• _Text extract_
Begin
On October 4 Haverford hosted the first in a series of lectures sponsored by the Center for Peace and Global Citizenship, the Department of Economics and the newly created microfinance program. This program includes, in addition to the lecture series, two new courses in microfinance, more possibilities for internships in the field and a conference on microfinance, which is scheduled to be held next year Haverford.
Visiting Assistant Professor of Economics and Microfinance Program Coordinator Shannon Mudd, who introduced the evening’s speaker, said that the program was “not just a cheerleader,” but that he is planning for it to make contributions to the quickly evolving field.
The night’s speaker was Sashi Selvendran. Currently she works for Mennonite Economic Development Associates (MEDA), but in the past she has worked for other microfinance and economic assistance institutions like Grameen Foundation, the Consultative Group to Assist the Poor (CGAP) and USAID. She got her B.A. from Vanderbilt University and her MSc from the London School of Economics. In the last year Selvendran has traveled to Nepal, Afghanistan, Sierra Leone and Rwanda for MEDA.
End
• _Data segment_
Begin
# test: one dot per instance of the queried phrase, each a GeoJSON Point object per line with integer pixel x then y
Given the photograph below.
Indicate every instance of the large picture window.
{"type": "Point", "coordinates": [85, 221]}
End
• _Exercise set_
A. List every country the microfinance lecture article says Selvendran traveled to for MEDA in the last year.
B. In the microfinance lecture article, who introduced the evening's speaker?
C. Resume the microfinance lecture article after its final sentence.

• _Answers in order_
A. Nepal, Afghanistan, Sierra Leone, Rwanda

B. Shannon Mudd, Visiting Assistant Professor of Economics and Microfinance Program Coordinator.

C.
MEDA was founded in 1953 when a group of Canadians lent some men in Paraguay enough money to start a dairy farm. That loan was repaid in full and today that farm is still producing milk. MEDA operates in 44 countries with 190 partners. Last year alone, the organization helped 2.5 million families.
Selvendran says that even though MEDA is no longer strictly Mennonite, it still adheres to Mennonite values, which allows it to operate as a business without loosing sight of their mission of lifting people out of poverty. The way she described it was very similar to the way Haverford admissions officers describe our college’s important ties to Quakerism without actually being a religious institution.
Today, MEDA provides three main things: investment capital, technical support and financial services. Their technical support focuses on helping their partners on the ground form “value chains” with other businesses so that they can prosper. Their financial services, which Selvendran is involved in, focuses on helping businesses expand when they need to and helps get loans to the right people.
Although she fully believes in microfinance, Selvendran did point out some places where it has broken down. When she worked for USAID, she got a good look at what she called “the machine” behind it. She claimed that USAID itself was not to be blamed for its failures. The reason so many of its investments fail, according to her, is not because the people there make poor choices, but because 90% of the funds they receive from Congress are earmarked for certain countries, which often are not the ones in the most need.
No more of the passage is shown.